▶ [Check your understanding]
A) Transcribe, word for word, the passage of the article on workplace trust from "- Worries about" to "of 28 countries.".
B) In the article on workplace trust, how large is the perception gap between executives and employees reported in PwC's survey?
C) Carry the article on workplace trust forward, writing on from its final sentence.

If your culture was a bank account, trust would be the interest. In 2025 the rate was cut.
What the data really says
- Employer trust just declined globally. Edelman reports an “unprecedented global decline” in the share of employees who trust their employer. The global figure dropped 3 points year over year to 75 percent, with multiple markets showing significant declines. The first drop since the study started in 1999.
- Leaders believe they trust employees far more than employees feel trusted. In PwC’s Trust in U.S. Business Survey, 86 percent of executives say they highly trust employees, but only 60 percent of employees felt the trust. That is a 26-point perception gap. (PwC)
- Productivity perceptions don't align. Microsoft’s Work Trend Index shows 87 percent of employees feel more productive working remotely, yet 85 percent of leaders say hybrid work makes it harder to trust that productivity is happening. This mismatch is what’s now famously known as “productivity paranoia.” (Microsoft)
- Worries about discrimination are surging. Fear of experiencing prejudice or discrimination hit an all-time high in Edelman’s 2025 data, up 10 points year over year, with double-digit increases in 15 of 28 countries.
- Many people believe leaders mislead them. Edelman shows sharp increases since 2021 in the belief that government, business and media leaders “purposely mislead people.” Several summaries put business-leader mistrust near 7 in 10. (Bitly)
In the webinar, Mike framed it simply: trust has become “the backbone” of almost every employer-brand conversation right now.
The Trust Recession is here. Edelman shows employer trust falling. This guide gives you the playbook to rebuild it.
Why this matters for employer branding
Trust fundamentally underpins the best of human behaviours. In a corporate setting, it's the permission your audience gives you to recruit, retain and change in the ways that you want. When employees trust leaders, they stay longer and contribute much more. When they do not, you get quiet quitting at best and loud quitting at worst.
The three fault lines we need to fix
1) Words vs actions
The pandemic era created a surplus of promises and a deficit of delivery. Pulling back on flexibility without context, or announcing sunny values while cutting staff, erodes credibility quickly. Directionally, that came through in audience comments and our LinkedIn pulse.

▶ [Data]
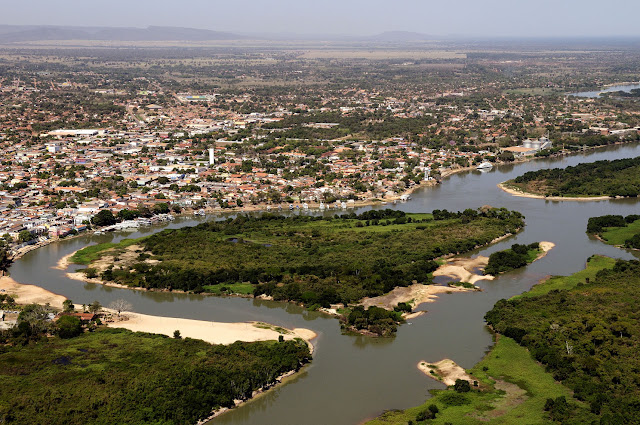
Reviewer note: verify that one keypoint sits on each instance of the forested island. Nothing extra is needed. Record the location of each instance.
(565, 352)
(618, 178)
(513, 258)
(111, 376)
(616, 230)
(315, 261)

▶ [Task responses]
A)
- Worries about discrimination are surging. Fear of experiencing prejudice or discrimination hit an all-time high in Edelman’s 2025 data, up 10 points year over year, with double-digit increases in 15 of 28 countries.

B) A 26-point gap.

C)
2) Autonomy vs surveillance
Employees report being productive. Leaders often doubt it. The gap invites tool-centric “monitoring” that feels like control and reads as distrust. Expect performance to suffer when keystrokes matter more than outcomes. (Microsoft)
3) Inclusion vs lived experience
Edelman’s jump in discrimination fears lines up with what many EB teams hear from early-career and minority groups. The same goes for the lower paid. If people expect bias, they will not trust internal processes like pay, progression or performance management.
Momentum isn’t always progress, especially when you always end up back where you started.
Fathom helps you escape the loop. With insight, not intuition.
What to do next: a 5-step plan you can start this quarter
- Create clarity
Set two or three non-negotiables for how work gets done and why. If you need people on site, explain the customer, safety or collaboration logic in plain language. Then publish decision criteria so it does not feel arbitrary. - Close the loop
If you ask for feedback, respond publicly within a set time window. Share what you heard, what will change, and what will not with reasons. Silence reads as indifference and kills trust. - Make leaders credible again
Coach leaders to say “we were wrong” when needed and to show their working on tough calls. Credibility comes from being specific, consistent and human. - Show fairness in the hard systems
Aim to publish pay bands, promotion criteria and appeal routes. If you cannot open everything yet, open more than last quarter and time-box the next transparency step. - Trade control for agency
Replace blanket rules with guardrails. Define outcomes, then give teams choice in “how” and “where” to achieve them. That unlocks the productivity employees say they already deliver. (Microsoft)
Helping HR, talent acquisition, employer branding, and company culture professionals find careers worth smiling about.
Field notes from the session (directional only)
We ran two quick polls during the webinar and a small LinkedIn pulse beforehand. Sample sizes were low, so treat these as qualitative signals rather than statistics.
- Transparency topped the concern list. In the prior LinkedIn pulse, “lack of transparency” dominated as the way trust breaks down. The audience conversation echoed this.
- Trust self-ratings skewed mid-to-high but felt fragile. When asked to rate current trust levels in their organisations, many attendees described a decent baseline that could erode quickly without better communication and fairness.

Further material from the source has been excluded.